Texto do exercício:
<<<<

O samba paraense perdeu um de seus maiores representantes. Morreu neste domingo, aos 55 anos, o sambista Meio-Dia da Imperatriz, reconhecido como o único paraense tricampeão do Carnaval do Rio de Janeiro na Marquês de Sapucaí.
Figura histórica do samba, Meio-Dia construiu uma trajetória que uniu o Pará ao coração do Carnaval carioca. Ligado à tradicional Imperatriz Leopoldinense, ele participou de desfiles marcantes que renderam à escola três títulos no Sambódromo, consolidando seu nome entre os grandes sambistas brasileiros.
PERFIL E TRAJETÓRIA
Nascido em Belém, Meio-Dia começou sua história no samba ainda jovem, nas rodas do bairro do Jurunas e nos blocos carnavalescos da capital paraense. O apelido “Meio-Dia” surgiu pela energia intensa e pela disposição incansável — dizia-se que ele já estava animado “a todo vapor” quando o relógio marcava meio-dia.
Percussionista, compositor e intérprete, ele se destacou pela cadência firme e pela presença marcante na bateria. Mudou-se para o Rio de Janeiro, onde passou a integrar a ala de ritmistas da Imperatriz Leopoldinense. Sua atuação coincidiu com uma das fases mais vitoriosas da agremiação.
Com disciplina, carisma e profundo conhecimento do samba-enredo, tornou-se referência para novos ritmistas e símbolo da força do Norte na maior festa popular do país.

>>>>

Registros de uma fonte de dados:
<<<<

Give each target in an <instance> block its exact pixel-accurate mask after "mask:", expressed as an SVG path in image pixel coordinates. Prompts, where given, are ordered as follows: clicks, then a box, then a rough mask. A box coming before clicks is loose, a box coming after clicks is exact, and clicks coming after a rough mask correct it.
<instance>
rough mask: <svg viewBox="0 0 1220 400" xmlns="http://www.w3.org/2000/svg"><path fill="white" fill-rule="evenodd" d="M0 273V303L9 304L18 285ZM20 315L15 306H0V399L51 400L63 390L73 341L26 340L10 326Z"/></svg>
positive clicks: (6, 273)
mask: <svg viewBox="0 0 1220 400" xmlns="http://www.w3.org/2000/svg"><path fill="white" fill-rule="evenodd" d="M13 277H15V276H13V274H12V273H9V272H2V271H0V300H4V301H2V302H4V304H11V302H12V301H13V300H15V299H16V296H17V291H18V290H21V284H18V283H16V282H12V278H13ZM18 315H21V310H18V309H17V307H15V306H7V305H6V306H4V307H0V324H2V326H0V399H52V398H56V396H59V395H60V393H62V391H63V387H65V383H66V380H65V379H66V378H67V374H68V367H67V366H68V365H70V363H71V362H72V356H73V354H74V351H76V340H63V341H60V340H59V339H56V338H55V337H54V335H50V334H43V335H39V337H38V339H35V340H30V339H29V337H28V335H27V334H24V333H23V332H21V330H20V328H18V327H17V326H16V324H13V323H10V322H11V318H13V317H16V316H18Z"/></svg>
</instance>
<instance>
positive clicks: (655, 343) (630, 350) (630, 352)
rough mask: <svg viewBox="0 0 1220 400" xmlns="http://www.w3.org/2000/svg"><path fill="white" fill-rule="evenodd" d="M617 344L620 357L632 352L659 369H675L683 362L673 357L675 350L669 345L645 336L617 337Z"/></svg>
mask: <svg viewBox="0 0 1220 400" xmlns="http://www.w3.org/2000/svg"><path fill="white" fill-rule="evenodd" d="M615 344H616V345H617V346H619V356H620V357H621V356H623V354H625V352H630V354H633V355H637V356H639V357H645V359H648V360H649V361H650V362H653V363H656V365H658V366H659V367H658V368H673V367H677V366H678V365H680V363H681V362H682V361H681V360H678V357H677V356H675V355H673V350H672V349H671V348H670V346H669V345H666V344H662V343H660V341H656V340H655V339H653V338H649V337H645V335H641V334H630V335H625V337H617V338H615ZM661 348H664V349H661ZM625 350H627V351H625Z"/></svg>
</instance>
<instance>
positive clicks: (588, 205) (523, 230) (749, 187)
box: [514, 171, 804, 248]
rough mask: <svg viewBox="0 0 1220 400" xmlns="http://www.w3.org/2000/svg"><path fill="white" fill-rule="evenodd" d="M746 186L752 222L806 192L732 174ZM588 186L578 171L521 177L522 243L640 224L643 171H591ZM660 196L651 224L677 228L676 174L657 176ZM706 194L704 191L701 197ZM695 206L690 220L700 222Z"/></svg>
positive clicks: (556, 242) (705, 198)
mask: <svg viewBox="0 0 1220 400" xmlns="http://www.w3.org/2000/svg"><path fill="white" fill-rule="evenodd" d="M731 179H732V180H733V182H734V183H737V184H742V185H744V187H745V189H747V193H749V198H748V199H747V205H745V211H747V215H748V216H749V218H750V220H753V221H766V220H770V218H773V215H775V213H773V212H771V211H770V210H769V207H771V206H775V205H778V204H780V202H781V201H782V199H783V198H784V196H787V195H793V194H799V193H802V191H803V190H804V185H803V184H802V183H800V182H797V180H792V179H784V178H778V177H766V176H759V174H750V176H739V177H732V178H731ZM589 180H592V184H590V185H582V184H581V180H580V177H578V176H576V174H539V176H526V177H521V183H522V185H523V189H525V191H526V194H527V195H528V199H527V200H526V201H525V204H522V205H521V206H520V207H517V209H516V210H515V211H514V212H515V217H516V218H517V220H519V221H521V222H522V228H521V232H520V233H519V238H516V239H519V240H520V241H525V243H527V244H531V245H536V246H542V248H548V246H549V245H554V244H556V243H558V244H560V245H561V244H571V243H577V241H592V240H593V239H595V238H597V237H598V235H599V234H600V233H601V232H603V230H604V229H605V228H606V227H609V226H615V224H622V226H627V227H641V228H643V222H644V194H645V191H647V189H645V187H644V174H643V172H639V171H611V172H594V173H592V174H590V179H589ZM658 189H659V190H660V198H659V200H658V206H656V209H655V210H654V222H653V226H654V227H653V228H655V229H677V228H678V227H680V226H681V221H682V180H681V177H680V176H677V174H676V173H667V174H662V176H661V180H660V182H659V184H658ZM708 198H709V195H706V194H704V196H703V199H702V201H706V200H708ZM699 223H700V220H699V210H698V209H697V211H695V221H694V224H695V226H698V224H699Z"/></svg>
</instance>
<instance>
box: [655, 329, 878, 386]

>>>>

Instruções da tarefa:
Reescreva em forma de lista o parágrafo do texto sobre o sambista Meio-Dia que começa com “Percussionista, compositor e intérprete”, mantendo seus fatos principais. Para responder, baseie-se exclusivamente no texto.

Resolução da tarefa:
- Foi percussionista, compositor e intérprete.
- Destacou-se pela cadência firme e pela presença marcante na bateria.
- Mudou-se para o Rio de Janeiro e passou a integrar a ala de ritmistas da Imperatriz Leopoldinense.
- Sua atuação coincidiu com uma das fases mais vitoriosas da agremiação.